### Excerpts from point annotation data:
____

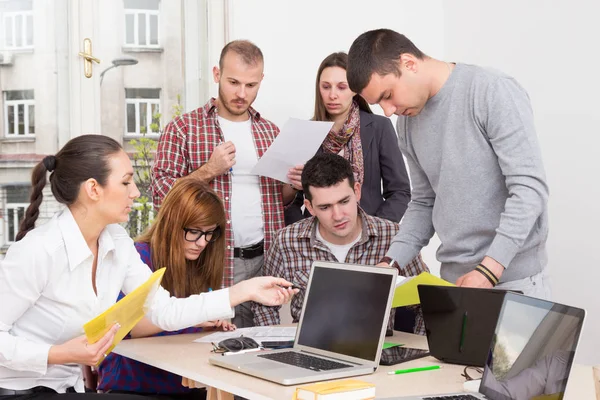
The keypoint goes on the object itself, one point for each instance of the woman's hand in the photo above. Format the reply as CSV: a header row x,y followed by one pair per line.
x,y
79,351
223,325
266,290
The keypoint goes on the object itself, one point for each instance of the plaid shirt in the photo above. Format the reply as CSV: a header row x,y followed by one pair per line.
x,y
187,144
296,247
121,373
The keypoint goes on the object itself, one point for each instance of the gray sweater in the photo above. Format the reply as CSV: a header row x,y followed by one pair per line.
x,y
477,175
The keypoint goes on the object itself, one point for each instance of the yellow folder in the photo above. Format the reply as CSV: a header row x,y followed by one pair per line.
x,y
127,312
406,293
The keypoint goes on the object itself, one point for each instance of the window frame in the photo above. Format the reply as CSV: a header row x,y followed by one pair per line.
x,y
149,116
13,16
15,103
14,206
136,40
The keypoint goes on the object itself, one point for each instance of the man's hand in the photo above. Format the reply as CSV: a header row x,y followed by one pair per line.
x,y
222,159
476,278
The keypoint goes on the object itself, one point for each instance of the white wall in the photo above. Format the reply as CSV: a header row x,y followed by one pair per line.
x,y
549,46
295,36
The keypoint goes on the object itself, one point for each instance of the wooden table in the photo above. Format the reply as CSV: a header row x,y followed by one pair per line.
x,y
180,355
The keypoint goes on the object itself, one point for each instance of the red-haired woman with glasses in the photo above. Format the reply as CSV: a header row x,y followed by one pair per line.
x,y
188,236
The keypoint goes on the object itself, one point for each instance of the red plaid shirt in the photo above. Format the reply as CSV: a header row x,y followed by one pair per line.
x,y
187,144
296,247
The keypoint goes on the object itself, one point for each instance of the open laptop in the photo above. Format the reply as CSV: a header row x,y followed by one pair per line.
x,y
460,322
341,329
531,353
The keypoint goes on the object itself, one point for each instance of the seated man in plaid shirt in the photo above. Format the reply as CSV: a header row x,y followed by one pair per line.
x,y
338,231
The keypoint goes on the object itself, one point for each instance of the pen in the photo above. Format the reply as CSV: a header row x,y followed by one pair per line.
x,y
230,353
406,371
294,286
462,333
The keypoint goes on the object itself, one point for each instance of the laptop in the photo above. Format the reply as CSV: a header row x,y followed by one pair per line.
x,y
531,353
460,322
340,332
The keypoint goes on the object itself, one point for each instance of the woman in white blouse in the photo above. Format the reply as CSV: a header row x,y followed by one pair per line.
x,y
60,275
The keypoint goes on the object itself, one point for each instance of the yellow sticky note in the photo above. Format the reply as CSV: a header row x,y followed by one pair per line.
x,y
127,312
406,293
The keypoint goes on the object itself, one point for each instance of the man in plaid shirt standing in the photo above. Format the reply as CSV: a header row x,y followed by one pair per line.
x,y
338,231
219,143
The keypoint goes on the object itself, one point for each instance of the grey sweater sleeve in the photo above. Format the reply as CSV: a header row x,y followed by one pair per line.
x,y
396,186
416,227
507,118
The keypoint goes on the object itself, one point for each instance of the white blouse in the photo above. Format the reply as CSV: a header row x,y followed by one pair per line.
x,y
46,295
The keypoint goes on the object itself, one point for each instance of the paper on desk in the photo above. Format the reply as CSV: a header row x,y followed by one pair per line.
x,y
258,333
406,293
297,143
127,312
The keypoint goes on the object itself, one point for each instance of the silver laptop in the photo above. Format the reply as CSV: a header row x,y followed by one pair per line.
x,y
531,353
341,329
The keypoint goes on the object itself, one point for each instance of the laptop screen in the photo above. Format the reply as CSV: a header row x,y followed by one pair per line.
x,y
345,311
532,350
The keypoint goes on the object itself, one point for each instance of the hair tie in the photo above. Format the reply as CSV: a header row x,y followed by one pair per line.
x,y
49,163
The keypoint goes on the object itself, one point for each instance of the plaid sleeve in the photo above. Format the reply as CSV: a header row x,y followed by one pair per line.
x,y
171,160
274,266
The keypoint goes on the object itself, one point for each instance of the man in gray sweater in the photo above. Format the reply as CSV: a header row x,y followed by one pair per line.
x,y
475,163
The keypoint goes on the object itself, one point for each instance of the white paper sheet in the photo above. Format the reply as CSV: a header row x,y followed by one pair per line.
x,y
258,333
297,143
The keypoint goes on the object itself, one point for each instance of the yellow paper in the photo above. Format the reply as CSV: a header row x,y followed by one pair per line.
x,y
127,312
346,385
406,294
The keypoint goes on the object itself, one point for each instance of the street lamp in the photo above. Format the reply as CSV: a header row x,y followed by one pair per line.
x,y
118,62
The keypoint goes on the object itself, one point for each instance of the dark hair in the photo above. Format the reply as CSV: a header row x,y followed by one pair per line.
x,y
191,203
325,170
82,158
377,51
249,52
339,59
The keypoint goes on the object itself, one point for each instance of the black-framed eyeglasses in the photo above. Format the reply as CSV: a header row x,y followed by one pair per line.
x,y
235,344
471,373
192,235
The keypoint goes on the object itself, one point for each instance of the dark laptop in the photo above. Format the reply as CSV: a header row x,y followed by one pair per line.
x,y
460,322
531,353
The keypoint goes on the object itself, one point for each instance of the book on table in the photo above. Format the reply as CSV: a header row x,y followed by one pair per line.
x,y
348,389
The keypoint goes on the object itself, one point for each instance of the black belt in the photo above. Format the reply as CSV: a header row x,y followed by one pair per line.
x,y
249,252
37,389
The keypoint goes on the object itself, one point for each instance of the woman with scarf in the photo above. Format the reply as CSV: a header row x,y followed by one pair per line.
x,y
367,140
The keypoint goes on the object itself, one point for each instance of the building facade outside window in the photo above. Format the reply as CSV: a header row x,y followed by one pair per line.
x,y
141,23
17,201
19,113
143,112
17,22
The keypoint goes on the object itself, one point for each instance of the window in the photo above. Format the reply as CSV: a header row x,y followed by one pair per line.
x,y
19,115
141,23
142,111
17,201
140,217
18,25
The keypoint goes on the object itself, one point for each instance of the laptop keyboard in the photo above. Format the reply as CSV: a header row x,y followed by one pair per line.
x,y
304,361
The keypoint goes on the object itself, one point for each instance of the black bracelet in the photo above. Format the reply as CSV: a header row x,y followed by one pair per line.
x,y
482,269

____

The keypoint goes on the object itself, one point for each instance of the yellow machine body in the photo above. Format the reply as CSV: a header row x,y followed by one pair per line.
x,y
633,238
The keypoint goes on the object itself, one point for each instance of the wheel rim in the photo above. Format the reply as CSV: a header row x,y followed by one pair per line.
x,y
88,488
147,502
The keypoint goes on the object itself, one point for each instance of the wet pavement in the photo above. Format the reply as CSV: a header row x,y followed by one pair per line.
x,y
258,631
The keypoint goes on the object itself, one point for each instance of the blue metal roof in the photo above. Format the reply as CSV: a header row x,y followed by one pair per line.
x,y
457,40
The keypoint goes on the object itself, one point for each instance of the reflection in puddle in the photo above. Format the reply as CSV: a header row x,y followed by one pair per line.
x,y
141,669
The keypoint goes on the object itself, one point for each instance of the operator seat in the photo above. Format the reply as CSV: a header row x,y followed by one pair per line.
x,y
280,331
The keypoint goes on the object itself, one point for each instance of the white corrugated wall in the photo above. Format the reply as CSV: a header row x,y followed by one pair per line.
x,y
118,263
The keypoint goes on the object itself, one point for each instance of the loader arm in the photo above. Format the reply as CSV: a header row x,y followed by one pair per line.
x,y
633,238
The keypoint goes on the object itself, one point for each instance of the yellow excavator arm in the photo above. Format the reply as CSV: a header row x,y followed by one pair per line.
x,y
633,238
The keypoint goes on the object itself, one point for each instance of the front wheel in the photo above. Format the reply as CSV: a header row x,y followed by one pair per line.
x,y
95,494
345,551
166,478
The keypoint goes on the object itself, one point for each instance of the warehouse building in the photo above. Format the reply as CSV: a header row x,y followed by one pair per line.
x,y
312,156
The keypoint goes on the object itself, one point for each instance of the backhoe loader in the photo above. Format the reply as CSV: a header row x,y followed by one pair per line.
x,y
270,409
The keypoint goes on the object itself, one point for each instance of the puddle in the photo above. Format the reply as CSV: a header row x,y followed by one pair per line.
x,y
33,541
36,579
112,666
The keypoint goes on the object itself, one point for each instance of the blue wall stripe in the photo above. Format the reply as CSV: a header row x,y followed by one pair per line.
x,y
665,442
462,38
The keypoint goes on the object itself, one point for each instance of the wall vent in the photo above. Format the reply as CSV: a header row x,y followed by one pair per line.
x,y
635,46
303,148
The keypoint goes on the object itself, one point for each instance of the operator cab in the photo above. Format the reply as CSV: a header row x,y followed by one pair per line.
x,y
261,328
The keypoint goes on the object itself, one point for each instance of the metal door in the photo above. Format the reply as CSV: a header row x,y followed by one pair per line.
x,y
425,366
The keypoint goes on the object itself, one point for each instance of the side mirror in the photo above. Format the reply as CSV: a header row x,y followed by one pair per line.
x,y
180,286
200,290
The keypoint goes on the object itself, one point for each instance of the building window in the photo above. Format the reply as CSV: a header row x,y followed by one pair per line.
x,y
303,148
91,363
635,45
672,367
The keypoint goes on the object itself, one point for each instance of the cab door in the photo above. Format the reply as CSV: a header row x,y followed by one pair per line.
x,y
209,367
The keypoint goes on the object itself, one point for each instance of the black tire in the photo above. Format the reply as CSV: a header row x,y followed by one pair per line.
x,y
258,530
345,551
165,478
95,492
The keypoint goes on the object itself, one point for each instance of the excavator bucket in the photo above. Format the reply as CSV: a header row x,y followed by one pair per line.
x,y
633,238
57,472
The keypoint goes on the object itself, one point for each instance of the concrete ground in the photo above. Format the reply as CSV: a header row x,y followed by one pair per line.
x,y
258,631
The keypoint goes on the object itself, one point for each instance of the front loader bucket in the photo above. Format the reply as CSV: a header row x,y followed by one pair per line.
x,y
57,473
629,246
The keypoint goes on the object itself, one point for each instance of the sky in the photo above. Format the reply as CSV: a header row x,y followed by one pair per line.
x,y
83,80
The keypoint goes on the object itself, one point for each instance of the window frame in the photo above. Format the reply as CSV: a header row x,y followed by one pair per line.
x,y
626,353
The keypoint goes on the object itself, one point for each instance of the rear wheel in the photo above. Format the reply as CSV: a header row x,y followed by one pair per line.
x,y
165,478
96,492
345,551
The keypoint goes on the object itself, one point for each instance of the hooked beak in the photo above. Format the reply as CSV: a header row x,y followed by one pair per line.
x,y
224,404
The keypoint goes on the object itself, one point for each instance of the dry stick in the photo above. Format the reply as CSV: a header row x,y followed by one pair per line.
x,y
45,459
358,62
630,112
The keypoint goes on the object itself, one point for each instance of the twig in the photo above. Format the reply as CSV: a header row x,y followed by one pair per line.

____

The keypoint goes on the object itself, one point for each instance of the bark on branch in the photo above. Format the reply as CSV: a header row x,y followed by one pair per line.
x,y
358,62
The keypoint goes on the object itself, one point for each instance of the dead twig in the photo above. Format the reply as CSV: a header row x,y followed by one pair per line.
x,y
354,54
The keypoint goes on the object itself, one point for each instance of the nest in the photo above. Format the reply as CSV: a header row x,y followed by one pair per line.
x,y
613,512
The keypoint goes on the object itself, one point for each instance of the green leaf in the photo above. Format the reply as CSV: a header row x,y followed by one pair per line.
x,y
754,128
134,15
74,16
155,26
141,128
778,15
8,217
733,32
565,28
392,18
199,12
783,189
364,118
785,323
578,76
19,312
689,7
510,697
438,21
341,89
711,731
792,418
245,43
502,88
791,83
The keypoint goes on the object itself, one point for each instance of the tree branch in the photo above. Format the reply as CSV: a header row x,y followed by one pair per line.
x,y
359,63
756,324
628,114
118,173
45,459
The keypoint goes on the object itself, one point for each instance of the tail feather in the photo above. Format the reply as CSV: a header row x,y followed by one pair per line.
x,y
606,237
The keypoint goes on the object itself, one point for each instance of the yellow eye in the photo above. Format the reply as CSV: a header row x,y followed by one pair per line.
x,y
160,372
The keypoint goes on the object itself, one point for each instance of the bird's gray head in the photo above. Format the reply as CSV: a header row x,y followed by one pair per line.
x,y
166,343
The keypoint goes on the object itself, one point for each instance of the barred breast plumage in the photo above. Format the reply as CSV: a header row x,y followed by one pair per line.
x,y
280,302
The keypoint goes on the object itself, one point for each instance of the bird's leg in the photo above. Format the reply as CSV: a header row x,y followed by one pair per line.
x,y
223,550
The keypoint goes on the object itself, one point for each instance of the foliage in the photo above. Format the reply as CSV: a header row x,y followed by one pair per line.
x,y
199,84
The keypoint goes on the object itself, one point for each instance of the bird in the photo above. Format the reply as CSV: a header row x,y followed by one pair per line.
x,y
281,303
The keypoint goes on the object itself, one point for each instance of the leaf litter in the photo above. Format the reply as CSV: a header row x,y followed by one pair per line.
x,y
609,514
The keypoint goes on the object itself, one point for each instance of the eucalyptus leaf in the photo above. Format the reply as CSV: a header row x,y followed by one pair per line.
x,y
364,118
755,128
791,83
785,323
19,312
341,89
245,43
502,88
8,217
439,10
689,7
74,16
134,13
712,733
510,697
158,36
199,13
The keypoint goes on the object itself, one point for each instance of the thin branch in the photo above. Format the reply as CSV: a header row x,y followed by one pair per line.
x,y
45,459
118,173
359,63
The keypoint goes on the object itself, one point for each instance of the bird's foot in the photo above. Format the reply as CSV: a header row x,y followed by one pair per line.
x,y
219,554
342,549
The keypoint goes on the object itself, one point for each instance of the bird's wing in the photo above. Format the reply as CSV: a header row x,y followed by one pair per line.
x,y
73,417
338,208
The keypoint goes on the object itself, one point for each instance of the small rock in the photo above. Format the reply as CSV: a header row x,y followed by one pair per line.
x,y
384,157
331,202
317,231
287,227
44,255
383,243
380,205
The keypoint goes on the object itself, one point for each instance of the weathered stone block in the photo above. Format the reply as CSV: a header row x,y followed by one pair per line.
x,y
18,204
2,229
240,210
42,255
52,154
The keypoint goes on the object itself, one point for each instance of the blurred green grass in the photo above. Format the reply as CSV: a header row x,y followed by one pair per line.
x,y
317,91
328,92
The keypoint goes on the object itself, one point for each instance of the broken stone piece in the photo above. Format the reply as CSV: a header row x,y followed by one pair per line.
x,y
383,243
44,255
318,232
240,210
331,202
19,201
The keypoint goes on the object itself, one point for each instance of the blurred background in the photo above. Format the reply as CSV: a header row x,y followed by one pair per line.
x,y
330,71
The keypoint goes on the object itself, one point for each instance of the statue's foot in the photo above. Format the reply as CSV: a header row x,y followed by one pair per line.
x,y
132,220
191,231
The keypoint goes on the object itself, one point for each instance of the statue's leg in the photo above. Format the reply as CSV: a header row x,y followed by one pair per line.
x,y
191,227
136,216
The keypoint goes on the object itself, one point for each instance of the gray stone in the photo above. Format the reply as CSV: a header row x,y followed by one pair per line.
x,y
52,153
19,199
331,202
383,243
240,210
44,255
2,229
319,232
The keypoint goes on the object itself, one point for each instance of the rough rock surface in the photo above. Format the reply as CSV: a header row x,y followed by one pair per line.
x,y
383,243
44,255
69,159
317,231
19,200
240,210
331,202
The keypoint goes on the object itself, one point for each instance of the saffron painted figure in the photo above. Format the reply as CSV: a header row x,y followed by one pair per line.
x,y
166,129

____

### Instructions for the task:
Count the lines in the material above that contain the word "blouse". Give only the number.

### Response:
2